[BEGIN READING PASSAGE]

BAMAKO, Mali — The Algerian military launched an operation on Thursday against armed Islamist extremists holding dozens of hostages including Americans and other foreigners at a remote gas field on Thursday, and a top Algerian official said at least four hostages were freed. There were unconfirmed reports of multiple casualties.







Kjetil Alsvik/Statoil, via Agence France-Presse — Getty Images

An undated photo of the In Amenas gas field in Algeria, where Islamist militants took dozens of foreign hostages on Wednesday.






The military operation, confirmed by an Algerian official and the governments of Japan and Britain, which said they had been informed by Algerian authorities, came more than 24 hours after the armed extremists seized the hostages at the internationally managed gas field near the Libyan border in retaliation for the French military intervention in Mali last week.


“There was an assault, yes,” said the Algerian official, who spoke on condition of anonymity because of the sensitivity of the operation. “There are burned-out vehicles. Four hostages have been saved.”


The official said reports that Algerian army helicopters had strafed the gas field and had killed 35 hostages and 15 kidnappers were “exaggerated.” He said that some kidnappers had been killed but he would not say whether any hostages had been killed.


“We are waiting for official confirmation,” he said.


News agencies in Algeria and neighboring Mauritania said the helicopters may have attacked when the kidnappers sought to move their hostages from one part of the installation to another.


British officials in London said Algerian authorities had informed them that an “operation” was under way at the remote location in the desert, but gave no further details. “It remains an ongoing situation,” one official said, speaking in return for anonymity under departmental rules. Japanese authorities were still trying to ascertain if any Japanese hostages had escaped, the top Japanese government spokesman, Chief Cabinet Secretary Yoshihide Suga, told a news conference.

[END READING PASSAGE]

# BRIEF
Copy the passage of the gas field hostage report that begins with the words containing "Kjetil Alsvik/Statoil, via" and ends with "hostages on Wednesday.", changing "photo" to "photograph".

[BEGIN ENTRIES SUPPLIED]

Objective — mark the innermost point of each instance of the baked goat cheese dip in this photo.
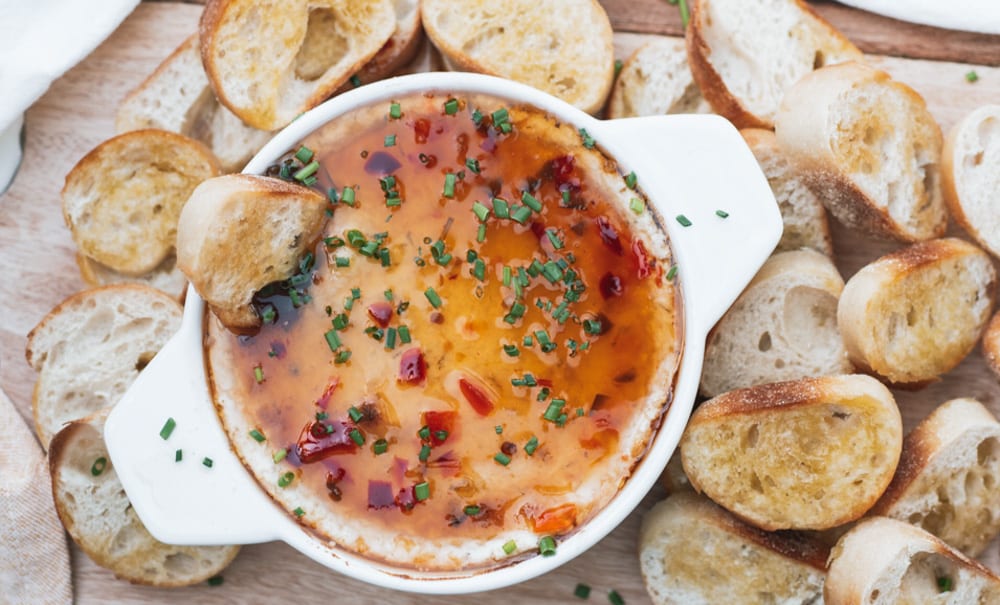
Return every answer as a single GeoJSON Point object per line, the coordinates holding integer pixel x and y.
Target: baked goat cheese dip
{"type": "Point", "coordinates": [478, 352]}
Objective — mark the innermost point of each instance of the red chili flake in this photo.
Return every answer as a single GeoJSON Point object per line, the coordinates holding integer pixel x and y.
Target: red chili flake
{"type": "Point", "coordinates": [324, 399]}
{"type": "Point", "coordinates": [380, 312]}
{"type": "Point", "coordinates": [380, 495]}
{"type": "Point", "coordinates": [643, 264]}
{"type": "Point", "coordinates": [609, 235]}
{"type": "Point", "coordinates": [611, 285]}
{"type": "Point", "coordinates": [412, 367]}
{"type": "Point", "coordinates": [421, 130]}
{"type": "Point", "coordinates": [440, 421]}
{"type": "Point", "coordinates": [477, 397]}
{"type": "Point", "coordinates": [318, 441]}
{"type": "Point", "coordinates": [555, 520]}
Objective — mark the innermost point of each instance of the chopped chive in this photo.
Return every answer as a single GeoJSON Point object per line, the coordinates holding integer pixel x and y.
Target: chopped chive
{"type": "Point", "coordinates": [531, 446]}
{"type": "Point", "coordinates": [304, 154]}
{"type": "Point", "coordinates": [306, 171]}
{"type": "Point", "coordinates": [168, 428]}
{"type": "Point", "coordinates": [347, 196]}
{"type": "Point", "coordinates": [449, 185]}
{"type": "Point", "coordinates": [432, 297]}
{"type": "Point", "coordinates": [547, 546]}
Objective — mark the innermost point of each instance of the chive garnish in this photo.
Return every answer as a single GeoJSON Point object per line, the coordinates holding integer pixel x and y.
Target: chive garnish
{"type": "Point", "coordinates": [547, 546]}
{"type": "Point", "coordinates": [168, 428]}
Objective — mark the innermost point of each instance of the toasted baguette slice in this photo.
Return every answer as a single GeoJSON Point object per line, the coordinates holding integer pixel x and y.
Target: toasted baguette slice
{"type": "Point", "coordinates": [98, 516]}
{"type": "Point", "coordinates": [178, 98]}
{"type": "Point", "coordinates": [563, 47]}
{"type": "Point", "coordinates": [746, 54]}
{"type": "Point", "coordinates": [121, 201]}
{"type": "Point", "coordinates": [948, 479]}
{"type": "Point", "coordinates": [397, 52]}
{"type": "Point", "coordinates": [809, 454]}
{"type": "Point", "coordinates": [887, 562]}
{"type": "Point", "coordinates": [239, 233]}
{"type": "Point", "coordinates": [269, 62]}
{"type": "Point", "coordinates": [782, 327]}
{"type": "Point", "coordinates": [89, 349]}
{"type": "Point", "coordinates": [869, 148]}
{"type": "Point", "coordinates": [802, 213]}
{"type": "Point", "coordinates": [165, 278]}
{"type": "Point", "coordinates": [916, 313]}
{"type": "Point", "coordinates": [656, 80]}
{"type": "Point", "coordinates": [970, 167]}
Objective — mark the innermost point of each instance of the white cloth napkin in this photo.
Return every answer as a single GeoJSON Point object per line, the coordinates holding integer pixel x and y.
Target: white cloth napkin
{"type": "Point", "coordinates": [34, 557]}
{"type": "Point", "coordinates": [39, 41]}
{"type": "Point", "coordinates": [969, 15]}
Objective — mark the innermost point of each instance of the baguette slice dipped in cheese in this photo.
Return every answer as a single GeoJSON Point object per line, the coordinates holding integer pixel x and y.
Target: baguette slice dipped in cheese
{"type": "Point", "coordinates": [808, 454]}
{"type": "Point", "coordinates": [745, 54]}
{"type": "Point", "coordinates": [883, 561]}
{"type": "Point", "coordinates": [97, 514]}
{"type": "Point", "coordinates": [92, 346]}
{"type": "Point", "coordinates": [122, 200]}
{"type": "Point", "coordinates": [240, 232]}
{"type": "Point", "coordinates": [656, 80]}
{"type": "Point", "coordinates": [563, 47]}
{"type": "Point", "coordinates": [269, 62]}
{"type": "Point", "coordinates": [948, 479]}
{"type": "Point", "coordinates": [970, 166]}
{"type": "Point", "coordinates": [691, 552]}
{"type": "Point", "coordinates": [869, 148]}
{"type": "Point", "coordinates": [802, 212]}
{"type": "Point", "coordinates": [782, 327]}
{"type": "Point", "coordinates": [915, 314]}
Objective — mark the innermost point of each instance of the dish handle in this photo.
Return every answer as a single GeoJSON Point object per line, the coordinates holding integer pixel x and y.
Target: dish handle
{"type": "Point", "coordinates": [173, 458]}
{"type": "Point", "coordinates": [719, 210]}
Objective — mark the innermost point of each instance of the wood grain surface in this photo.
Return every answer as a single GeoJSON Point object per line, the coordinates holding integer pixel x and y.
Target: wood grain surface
{"type": "Point", "coordinates": [36, 256]}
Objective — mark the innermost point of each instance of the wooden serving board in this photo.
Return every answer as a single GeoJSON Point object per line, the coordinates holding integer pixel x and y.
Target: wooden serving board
{"type": "Point", "coordinates": [36, 254]}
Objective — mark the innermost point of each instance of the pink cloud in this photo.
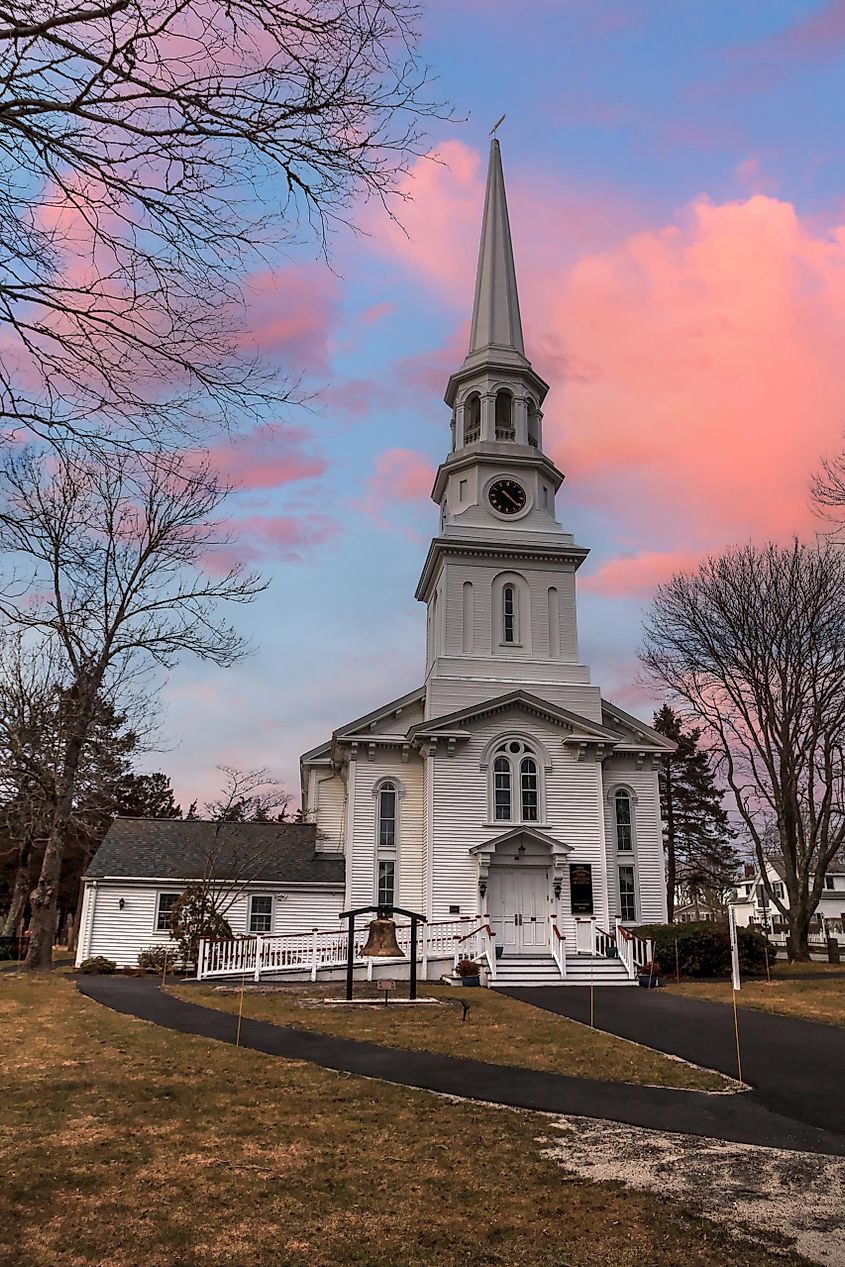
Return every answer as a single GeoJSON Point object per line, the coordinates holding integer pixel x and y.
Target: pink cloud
{"type": "Point", "coordinates": [637, 575]}
{"type": "Point", "coordinates": [267, 456]}
{"type": "Point", "coordinates": [696, 365]}
{"type": "Point", "coordinates": [400, 475]}
{"type": "Point", "coordinates": [264, 540]}
{"type": "Point", "coordinates": [290, 313]}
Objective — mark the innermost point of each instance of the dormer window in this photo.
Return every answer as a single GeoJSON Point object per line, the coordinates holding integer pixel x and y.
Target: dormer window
{"type": "Point", "coordinates": [471, 418]}
{"type": "Point", "coordinates": [504, 428]}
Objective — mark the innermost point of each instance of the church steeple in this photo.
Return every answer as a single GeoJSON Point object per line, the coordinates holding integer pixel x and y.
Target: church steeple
{"type": "Point", "coordinates": [495, 311]}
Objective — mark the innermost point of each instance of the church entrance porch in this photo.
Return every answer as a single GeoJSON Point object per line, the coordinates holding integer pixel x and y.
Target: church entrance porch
{"type": "Point", "coordinates": [520, 905]}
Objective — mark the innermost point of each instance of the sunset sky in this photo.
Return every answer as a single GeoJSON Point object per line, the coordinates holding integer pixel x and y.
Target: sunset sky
{"type": "Point", "coordinates": [675, 175]}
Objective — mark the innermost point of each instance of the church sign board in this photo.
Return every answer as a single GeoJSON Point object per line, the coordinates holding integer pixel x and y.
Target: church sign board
{"type": "Point", "coordinates": [580, 888]}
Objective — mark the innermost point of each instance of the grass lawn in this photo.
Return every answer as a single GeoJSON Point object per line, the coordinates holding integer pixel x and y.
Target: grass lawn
{"type": "Point", "coordinates": [499, 1030]}
{"type": "Point", "coordinates": [813, 991]}
{"type": "Point", "coordinates": [124, 1144]}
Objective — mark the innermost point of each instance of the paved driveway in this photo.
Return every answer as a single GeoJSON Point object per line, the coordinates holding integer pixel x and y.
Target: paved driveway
{"type": "Point", "coordinates": [796, 1067]}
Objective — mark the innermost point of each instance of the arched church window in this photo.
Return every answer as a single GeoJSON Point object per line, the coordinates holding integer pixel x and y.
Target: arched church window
{"type": "Point", "coordinates": [508, 613]}
{"type": "Point", "coordinates": [504, 416]}
{"type": "Point", "coordinates": [528, 789]}
{"type": "Point", "coordinates": [502, 789]}
{"type": "Point", "coordinates": [533, 423]}
{"type": "Point", "coordinates": [471, 418]}
{"type": "Point", "coordinates": [387, 834]}
{"type": "Point", "coordinates": [623, 815]}
{"type": "Point", "coordinates": [516, 763]}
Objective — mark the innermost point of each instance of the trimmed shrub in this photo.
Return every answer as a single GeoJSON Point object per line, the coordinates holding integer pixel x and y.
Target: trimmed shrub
{"type": "Point", "coordinates": [160, 959]}
{"type": "Point", "coordinates": [705, 948]}
{"type": "Point", "coordinates": [98, 964]}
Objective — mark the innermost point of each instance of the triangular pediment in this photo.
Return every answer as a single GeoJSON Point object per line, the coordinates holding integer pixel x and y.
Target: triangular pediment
{"type": "Point", "coordinates": [523, 830]}
{"type": "Point", "coordinates": [578, 727]}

[END ENTRIES SUPPLIED]

# RESULT OF THE EXERCISE
Kjetil Alsvik/Statoil, via Agence France-Presse — Getty Images

An undated photograph of the In Amenas gas field in Algeria, where Islamist militants took dozens of foreign hostages on Wednesday.